PASSAGE GIVEN:

::::::

SLY: And I will tell you the most amazing happening, and how I know about this. So it's a documentary about this court case brought by the Lakota, Dakota, and Nakota Peoples in the Great Plains, against the United States government, to get their land back. And it's been going on for years; this litigation has been going on for years. And the outcome is that the plaintiffs win. They win the case against the United States government. Very, very difficult to do. But the remedy — the legal remedy — is that the courts grant the Nations millions upon millions of dollars in reparations. And they say, “That's not what we're here for. We're here for the land. We're here for our ancestors. You know, we're here for our people. We want the land back.” And so the money has been sitting in escrow for years. The nations meet frequently to talk about, “What should we do? What should we do?” And they always say, “We're not taking the money. We're not taking the money. We're not taking the money.” And Layli’s poem: she narrates it all throughout the movie. And it is exquisite. And, how I learn about this film is: I'm on my drive across the country; I stop for one night only in Vermilion, South Dakota, and for one night only in Vermilion, the film is being shown with their Native American Student Alliance at the University of South Dakota. And the filmmaker and the crew are there.

AA: Wow.

SLY: We get into the film for free; we get free popcorn; we get free pop.

AA: [laughs]

SLY: All of it, you know? And so we get to engage with them, and to hear from the filmmaker — her name is Laura Tomaselli — and it is an absolutely phenomenal film. It's one of the most beautiful and heartbreaking, devastating films I've ever seen. But this thread of using the poem throughout from Whereas — which, of course, is a legal reference — and it is amazing to think of a poem as an anchor to such a significant, significant part of history. And yet there it is: that history and poetry once again, meet and once again, you know, do their good work together, in combination.

AA: Yeah, I mean, it speaks to the vitality of poetry in such a huge way. It's such a fundamental and profoundly human art.

SLY: Well, the other thing that I'm so struck by, is I keep coming back to my initial visual reaction to the poem. What was I going to find here? And in our conversation today: look at all the layers. Look at all the depths that this poem has evoked. I mean, we've talked about Ezra Pound; we've talked about, you know, Native American history; like, there's so many things influencing this poem, that the poem is really the tip of the iceberg.

AA: Speaking of the Titanic. [laughs]

SLY: [chuckles] Speaking of the Titanic! And what we are gifted to, as I always like to say, is: the beauty of this poem is, it looks like we're just seeing the tip of the iceberg, but the real payoff is it takes us to the depths below.

::::::

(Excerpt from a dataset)
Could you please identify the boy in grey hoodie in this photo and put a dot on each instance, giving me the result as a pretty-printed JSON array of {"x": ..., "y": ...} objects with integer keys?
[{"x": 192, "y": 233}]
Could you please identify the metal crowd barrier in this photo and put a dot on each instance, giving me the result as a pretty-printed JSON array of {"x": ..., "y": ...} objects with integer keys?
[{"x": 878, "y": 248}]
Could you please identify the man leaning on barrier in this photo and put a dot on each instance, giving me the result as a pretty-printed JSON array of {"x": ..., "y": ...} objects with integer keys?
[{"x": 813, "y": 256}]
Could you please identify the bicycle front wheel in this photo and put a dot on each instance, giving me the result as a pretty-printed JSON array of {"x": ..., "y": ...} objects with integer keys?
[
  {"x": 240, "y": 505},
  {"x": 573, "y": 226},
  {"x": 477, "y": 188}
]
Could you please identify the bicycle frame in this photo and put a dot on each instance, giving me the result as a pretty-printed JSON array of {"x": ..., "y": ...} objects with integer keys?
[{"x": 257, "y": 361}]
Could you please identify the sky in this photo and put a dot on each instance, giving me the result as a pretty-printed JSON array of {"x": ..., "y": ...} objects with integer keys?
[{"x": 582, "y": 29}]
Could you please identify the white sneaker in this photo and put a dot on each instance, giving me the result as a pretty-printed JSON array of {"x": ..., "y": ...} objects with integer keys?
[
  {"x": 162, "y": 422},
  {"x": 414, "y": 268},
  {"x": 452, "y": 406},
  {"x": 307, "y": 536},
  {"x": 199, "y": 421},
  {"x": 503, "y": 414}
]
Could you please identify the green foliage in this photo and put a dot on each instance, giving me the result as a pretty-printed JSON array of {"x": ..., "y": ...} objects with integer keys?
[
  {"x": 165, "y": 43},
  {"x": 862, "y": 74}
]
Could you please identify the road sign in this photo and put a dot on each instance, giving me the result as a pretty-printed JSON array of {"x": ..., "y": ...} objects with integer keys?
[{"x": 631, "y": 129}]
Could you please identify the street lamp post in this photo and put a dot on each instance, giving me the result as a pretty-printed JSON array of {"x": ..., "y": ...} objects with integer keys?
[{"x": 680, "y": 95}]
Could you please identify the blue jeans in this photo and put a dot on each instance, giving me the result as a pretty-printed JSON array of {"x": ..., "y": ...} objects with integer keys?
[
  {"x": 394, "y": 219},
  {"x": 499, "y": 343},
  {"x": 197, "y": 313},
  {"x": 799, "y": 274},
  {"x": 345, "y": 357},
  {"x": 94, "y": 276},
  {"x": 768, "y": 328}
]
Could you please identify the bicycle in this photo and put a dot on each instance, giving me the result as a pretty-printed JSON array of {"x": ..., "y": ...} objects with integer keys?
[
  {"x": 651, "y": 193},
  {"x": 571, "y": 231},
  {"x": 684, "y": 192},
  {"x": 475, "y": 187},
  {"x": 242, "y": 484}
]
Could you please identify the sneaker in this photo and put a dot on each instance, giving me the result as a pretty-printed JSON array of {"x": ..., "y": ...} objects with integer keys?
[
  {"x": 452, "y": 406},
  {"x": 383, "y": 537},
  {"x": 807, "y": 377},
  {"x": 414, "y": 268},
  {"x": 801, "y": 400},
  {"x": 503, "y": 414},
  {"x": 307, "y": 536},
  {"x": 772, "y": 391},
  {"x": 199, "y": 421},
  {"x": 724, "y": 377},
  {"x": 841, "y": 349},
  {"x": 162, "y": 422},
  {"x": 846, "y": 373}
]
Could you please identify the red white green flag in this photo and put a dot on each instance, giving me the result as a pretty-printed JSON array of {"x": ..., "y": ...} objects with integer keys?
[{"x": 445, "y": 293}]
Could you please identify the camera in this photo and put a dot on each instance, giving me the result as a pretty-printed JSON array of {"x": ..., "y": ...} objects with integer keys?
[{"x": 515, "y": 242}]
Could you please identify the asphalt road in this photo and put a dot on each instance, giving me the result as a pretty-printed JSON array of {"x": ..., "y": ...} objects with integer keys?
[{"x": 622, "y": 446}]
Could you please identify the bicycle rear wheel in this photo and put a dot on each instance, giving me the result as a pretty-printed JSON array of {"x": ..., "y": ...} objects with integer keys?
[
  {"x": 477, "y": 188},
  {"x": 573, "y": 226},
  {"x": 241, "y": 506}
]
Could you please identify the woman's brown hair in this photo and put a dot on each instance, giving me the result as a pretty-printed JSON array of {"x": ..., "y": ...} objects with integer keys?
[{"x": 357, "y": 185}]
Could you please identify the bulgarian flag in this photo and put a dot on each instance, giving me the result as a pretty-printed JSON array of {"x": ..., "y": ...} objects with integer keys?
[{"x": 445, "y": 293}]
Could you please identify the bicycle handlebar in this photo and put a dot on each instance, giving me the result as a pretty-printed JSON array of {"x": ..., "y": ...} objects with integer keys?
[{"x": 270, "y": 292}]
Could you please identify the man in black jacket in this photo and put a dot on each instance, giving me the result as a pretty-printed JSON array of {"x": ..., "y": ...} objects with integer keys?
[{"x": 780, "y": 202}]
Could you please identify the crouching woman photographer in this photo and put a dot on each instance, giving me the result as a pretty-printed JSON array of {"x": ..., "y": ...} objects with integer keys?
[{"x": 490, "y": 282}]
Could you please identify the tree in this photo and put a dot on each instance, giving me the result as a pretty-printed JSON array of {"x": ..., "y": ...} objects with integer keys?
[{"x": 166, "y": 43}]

::::::

JOB 1:
Answer these questions using the conversation about the documentary:
(a) In which town does SLY stop for one night during the drive across the country?
(b) What is the name of the filmmaker?
(c) To what does SLY compare the poem after listing the many things that influence it?
JOB 2: Carry on the conversation about the documentary and the poem from the point where it stops.

EXERCISE ANSWER 1:
(a) Vermilion, South Dakota.
(b) Laura Tomaselli.
(c) The tip of the iceberg.

EXERCISE ANSWER 2:
AA: Mm.

SLY: And that's the mark of a tremendously grand poem.

AA: Yeah, thank you very much, and I am so excited to, kind of, see where this poem and the other poems that both you and I've written are going to go. This has been an absolutely incredible growth experience for me, honestly, you know, as a poet and as a creative and as a podcast host [chuckles], and– and, you know, writing in conversation with you, and finding new ways to look at my own work. And– and it's just been this dreamy and, like, eye-opening and very magical experience for me, and so much of that is built into the collaborative element that this is. So as we wrap this series, what are your takeaways from doing this project and, you know, where do you see yourself going next with this type of project? Is this, you know– how– how has this affected you?

SLY: Well, first of all, it's been just a profound joy to be in this type of conversation with you.

AA: Yeah.

SLY: I mean we've known each other for a very long time, and I think we've danced around these kinds of conversations, but we've actually never put ourselves at the center of this conversation.

AA: Yeah.

SLY: And– and here we did it. And the word that is coming to mind is, completely, “revelatory.” It was completely revelatory for me.

AA: Oh, yeah.

SLY: And I would say my, sort of, grandest takeaway is that I felt like the prompting of being in conversation did two things: It forced me out of myself, and it reinforced my voice at the same time.

AA: Oh, wow; tell me more about that. Yeah, I love that.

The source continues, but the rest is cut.